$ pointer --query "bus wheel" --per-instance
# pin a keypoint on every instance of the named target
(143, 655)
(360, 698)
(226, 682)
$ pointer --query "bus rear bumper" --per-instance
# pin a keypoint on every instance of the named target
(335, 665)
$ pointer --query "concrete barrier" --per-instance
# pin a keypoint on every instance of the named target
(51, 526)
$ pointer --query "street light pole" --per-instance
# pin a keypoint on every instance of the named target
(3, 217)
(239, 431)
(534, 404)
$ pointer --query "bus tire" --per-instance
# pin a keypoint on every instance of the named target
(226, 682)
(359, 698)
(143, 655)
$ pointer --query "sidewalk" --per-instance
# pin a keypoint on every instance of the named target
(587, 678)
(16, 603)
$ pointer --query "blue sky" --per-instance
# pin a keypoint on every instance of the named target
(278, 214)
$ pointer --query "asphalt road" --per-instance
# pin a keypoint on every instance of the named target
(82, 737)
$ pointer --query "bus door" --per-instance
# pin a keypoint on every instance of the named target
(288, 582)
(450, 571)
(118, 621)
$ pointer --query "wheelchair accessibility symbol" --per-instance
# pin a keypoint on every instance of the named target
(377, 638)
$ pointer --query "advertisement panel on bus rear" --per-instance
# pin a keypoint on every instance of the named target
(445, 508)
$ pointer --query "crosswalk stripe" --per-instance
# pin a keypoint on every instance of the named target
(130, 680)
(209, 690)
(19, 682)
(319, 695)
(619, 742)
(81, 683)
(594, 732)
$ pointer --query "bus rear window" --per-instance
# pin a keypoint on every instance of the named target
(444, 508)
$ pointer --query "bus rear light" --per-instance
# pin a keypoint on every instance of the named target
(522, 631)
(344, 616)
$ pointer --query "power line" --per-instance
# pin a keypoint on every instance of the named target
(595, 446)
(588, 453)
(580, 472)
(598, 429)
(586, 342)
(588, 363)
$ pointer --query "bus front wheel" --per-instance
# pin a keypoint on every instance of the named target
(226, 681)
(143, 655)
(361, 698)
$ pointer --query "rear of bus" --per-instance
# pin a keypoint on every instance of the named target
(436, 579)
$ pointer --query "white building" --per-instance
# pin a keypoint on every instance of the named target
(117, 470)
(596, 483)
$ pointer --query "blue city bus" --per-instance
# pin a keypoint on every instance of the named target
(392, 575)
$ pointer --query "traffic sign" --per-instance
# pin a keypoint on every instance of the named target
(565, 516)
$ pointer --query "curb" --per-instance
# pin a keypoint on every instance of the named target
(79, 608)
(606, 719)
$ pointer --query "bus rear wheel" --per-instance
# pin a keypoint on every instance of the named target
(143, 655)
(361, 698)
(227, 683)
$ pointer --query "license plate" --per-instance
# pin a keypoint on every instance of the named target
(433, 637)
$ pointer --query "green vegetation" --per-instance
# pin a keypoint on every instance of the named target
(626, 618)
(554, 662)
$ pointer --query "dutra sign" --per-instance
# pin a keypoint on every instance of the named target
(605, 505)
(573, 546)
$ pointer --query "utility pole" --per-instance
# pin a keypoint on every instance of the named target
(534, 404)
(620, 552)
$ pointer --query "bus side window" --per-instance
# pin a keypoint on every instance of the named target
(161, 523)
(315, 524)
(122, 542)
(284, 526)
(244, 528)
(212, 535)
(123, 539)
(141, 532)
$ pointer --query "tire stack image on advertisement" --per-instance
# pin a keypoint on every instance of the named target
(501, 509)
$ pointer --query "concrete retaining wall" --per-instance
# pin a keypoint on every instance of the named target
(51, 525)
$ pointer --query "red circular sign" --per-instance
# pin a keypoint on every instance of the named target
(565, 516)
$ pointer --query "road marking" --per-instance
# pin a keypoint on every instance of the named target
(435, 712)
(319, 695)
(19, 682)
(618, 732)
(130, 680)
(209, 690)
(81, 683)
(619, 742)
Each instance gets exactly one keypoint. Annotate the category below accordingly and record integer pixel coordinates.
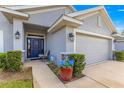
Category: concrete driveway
(103, 75)
(110, 74)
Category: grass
(16, 84)
(20, 79)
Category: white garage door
(95, 49)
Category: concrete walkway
(43, 77)
(108, 74)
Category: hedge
(119, 55)
(3, 61)
(79, 64)
(14, 60)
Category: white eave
(65, 21)
(14, 13)
(28, 7)
(91, 11)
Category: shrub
(79, 64)
(14, 60)
(3, 61)
(119, 55)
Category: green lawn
(16, 84)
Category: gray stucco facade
(96, 47)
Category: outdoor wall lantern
(17, 35)
(71, 36)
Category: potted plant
(66, 69)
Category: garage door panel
(95, 49)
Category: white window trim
(2, 43)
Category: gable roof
(63, 21)
(36, 7)
(92, 11)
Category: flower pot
(66, 73)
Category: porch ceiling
(35, 27)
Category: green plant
(119, 55)
(14, 60)
(79, 64)
(3, 61)
(67, 63)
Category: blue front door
(35, 46)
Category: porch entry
(35, 46)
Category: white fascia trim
(120, 40)
(84, 11)
(93, 34)
(65, 18)
(19, 7)
(13, 12)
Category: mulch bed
(55, 70)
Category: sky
(116, 12)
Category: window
(1, 41)
(99, 21)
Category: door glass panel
(35, 46)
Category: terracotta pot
(66, 73)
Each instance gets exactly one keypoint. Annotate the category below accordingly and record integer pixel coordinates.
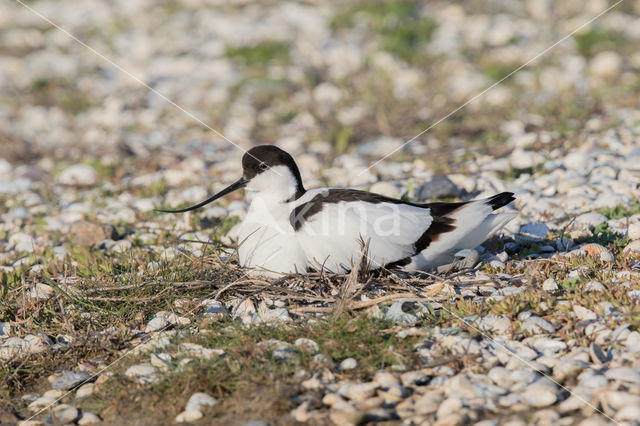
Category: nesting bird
(291, 229)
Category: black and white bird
(291, 229)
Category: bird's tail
(473, 223)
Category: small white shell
(632, 247)
(594, 249)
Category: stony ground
(112, 313)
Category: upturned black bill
(240, 183)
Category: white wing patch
(332, 238)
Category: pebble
(199, 400)
(597, 355)
(538, 396)
(87, 418)
(63, 414)
(85, 390)
(343, 413)
(41, 291)
(143, 373)
(624, 374)
(5, 329)
(550, 285)
(536, 325)
(591, 219)
(358, 391)
(188, 416)
(567, 369)
(583, 313)
(79, 175)
(348, 364)
(306, 345)
(532, 233)
(595, 286)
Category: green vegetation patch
(398, 24)
(596, 40)
(620, 211)
(260, 53)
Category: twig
(377, 301)
(228, 286)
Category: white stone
(5, 329)
(85, 390)
(624, 374)
(79, 175)
(521, 159)
(591, 219)
(87, 418)
(606, 64)
(306, 345)
(538, 396)
(536, 325)
(358, 391)
(629, 413)
(63, 414)
(199, 400)
(188, 416)
(41, 291)
(549, 285)
(583, 313)
(348, 364)
(144, 373)
(634, 231)
(595, 286)
(156, 323)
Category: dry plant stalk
(360, 269)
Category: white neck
(275, 185)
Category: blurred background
(326, 78)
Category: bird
(289, 229)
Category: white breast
(332, 237)
(267, 242)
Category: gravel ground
(539, 325)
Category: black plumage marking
(440, 212)
(304, 212)
(263, 157)
(500, 200)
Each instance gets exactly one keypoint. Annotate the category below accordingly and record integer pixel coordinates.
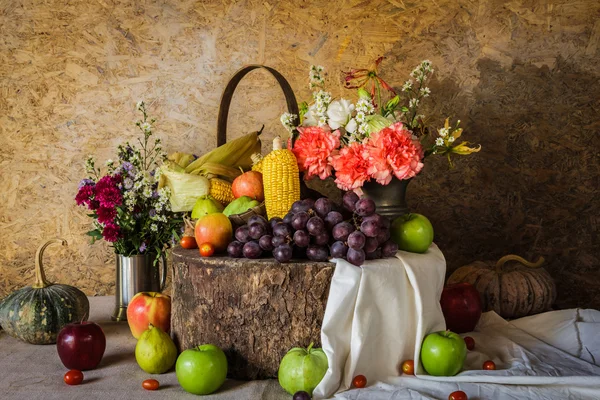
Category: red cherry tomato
(470, 342)
(489, 365)
(458, 395)
(150, 384)
(188, 242)
(359, 381)
(73, 377)
(408, 367)
(207, 250)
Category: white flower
(310, 117)
(339, 113)
(351, 126)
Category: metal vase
(390, 199)
(137, 274)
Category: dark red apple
(461, 305)
(81, 345)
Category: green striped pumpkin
(36, 313)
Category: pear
(155, 352)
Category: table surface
(36, 372)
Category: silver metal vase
(137, 274)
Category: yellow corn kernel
(281, 180)
(220, 190)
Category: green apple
(302, 369)
(202, 369)
(443, 353)
(412, 232)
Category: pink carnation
(111, 232)
(107, 192)
(351, 166)
(313, 148)
(106, 215)
(394, 150)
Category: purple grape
(288, 217)
(373, 255)
(300, 219)
(278, 241)
(274, 220)
(315, 225)
(266, 243)
(235, 249)
(389, 249)
(301, 238)
(301, 395)
(257, 230)
(257, 219)
(356, 240)
(323, 206)
(283, 253)
(370, 245)
(349, 200)
(322, 238)
(383, 236)
(365, 207)
(242, 234)
(317, 253)
(370, 228)
(339, 249)
(282, 229)
(252, 249)
(356, 257)
(342, 230)
(332, 219)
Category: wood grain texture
(523, 76)
(255, 310)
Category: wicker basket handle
(290, 98)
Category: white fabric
(377, 316)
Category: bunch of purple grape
(317, 231)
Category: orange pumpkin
(512, 287)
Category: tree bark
(255, 310)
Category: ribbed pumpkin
(36, 313)
(512, 286)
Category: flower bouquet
(128, 208)
(379, 137)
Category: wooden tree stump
(255, 310)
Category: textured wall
(522, 76)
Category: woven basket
(290, 98)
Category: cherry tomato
(408, 367)
(188, 242)
(207, 250)
(73, 377)
(470, 342)
(458, 395)
(150, 384)
(359, 381)
(489, 365)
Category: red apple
(248, 184)
(81, 346)
(214, 229)
(149, 308)
(461, 305)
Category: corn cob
(220, 190)
(257, 162)
(281, 180)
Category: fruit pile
(317, 231)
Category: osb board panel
(521, 75)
++++++++++
**EXERCISE DETAILS**
What is needed is a count of the lines in the data that contain the word "pole"; please give it and no other words.

**TASK RESPONSE**
2